++++ Passage ++++

These days, the mention of any healthy food comes with the suffix “free”. I mean sugar-free, fat-free, caffeine-free, pesticide-free, cholesterol-free and so on. Now, the latest in the line is the gluten-free diet. With all the information floating around from apparently credible sources, it must be great, right?
If you are thinking of going gluten-free, take an informed decision. What’s good for one person may not work the same way for another.
The latest consensus on gluten is: it is bad for your health. So if you want to go gluten-free, and include your kids, how do you do it?
Let’s explore the facts around gluten
Gluten is present in barley, rye and wheat. It is a protein extract that flavors soups, adds protein to breakfast cereals, gives our bread that chewy texture and thickens that ketchup. In fact, a number of foods have gluten.
When someone is sensitive or intolerant to gluten, it can cause digestive distresses, but it does not affect the small intestine. However, celiac disease does. Celiac disease occurs when gluten triggers an immune response that can damage the small intestine, preventing it from taking in nutrients from food. Celiac can also slow the growth of children by weakening their bones.
Not an easy one, that! Gluten is hidden in fast-food, processed gravy, salad dressings, licorice and even lipstick. Soy
sauce is loaded with it, which is used heavily with stir-fried foods, chicken fingers, egg rolls, processed fries, and school lunches . . . not to mention the food served at birthday parties: sub sandwiches, pizza, cookies and birthday cake.
If you have preteens at home, the college years are really tough in terms of going gluten-free. This age group is out with their friends and obviously don’t want to make a issue about it and risk feeling embarrassed. In fact, they may even prefer to eat a gluten included product simply because it looks and smells good . . . even though it is risky.
But sometimes a person can have their gluten-free cake and eat it too, without the accompanying serious issues. Luckily, today, a number of gluten-free options are available and increasingly so, as more and more food manufacturers, bakeries, restaurants and grocery stores are getting on to the gluten-free bandwagon.
If you have celiac disease
However, in spite of all this, a small percentage of people who buy gluten-free products actually suffer from gluten intolerance or celiac disease. According to dietitians and health experts, adopting the gluten-free diet plan only with the goal of losing weight is not a good idea–mainly because for some people, this diet can end up being low in carbohydrates. While this is the only way some people can lose weight, at the end of the day, it all boils down to the individual’s diet and eating habits.

++++ Extracted entries ++++

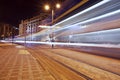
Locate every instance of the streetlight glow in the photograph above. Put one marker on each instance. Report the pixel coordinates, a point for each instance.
(58, 5)
(47, 7)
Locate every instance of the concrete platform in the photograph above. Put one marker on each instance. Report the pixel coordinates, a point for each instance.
(16, 63)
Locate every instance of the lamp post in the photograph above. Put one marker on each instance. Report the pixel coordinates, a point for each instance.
(47, 7)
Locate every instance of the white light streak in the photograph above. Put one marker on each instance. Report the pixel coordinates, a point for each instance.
(73, 44)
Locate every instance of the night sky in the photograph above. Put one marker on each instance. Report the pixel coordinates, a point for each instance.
(13, 11)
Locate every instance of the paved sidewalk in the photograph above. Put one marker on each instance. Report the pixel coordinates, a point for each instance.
(16, 63)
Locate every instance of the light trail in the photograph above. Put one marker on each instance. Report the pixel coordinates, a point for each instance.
(84, 11)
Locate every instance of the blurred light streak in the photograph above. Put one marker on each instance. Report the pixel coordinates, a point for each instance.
(86, 10)
(73, 44)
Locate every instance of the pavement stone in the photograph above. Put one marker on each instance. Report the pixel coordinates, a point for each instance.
(16, 63)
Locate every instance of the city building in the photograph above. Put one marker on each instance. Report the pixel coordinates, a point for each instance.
(29, 26)
(7, 31)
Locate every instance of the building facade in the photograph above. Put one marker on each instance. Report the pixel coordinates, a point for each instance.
(7, 31)
(30, 26)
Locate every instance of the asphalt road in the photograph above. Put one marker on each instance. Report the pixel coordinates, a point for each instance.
(66, 64)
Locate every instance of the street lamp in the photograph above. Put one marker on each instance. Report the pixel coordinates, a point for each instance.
(47, 7)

++++

Please translate this sentence from the gluten-free diet passage above into Spanish: "Gluten is present in barley, rye and wheat."

El gluten está presente en la cebada, el centeno y el trigo.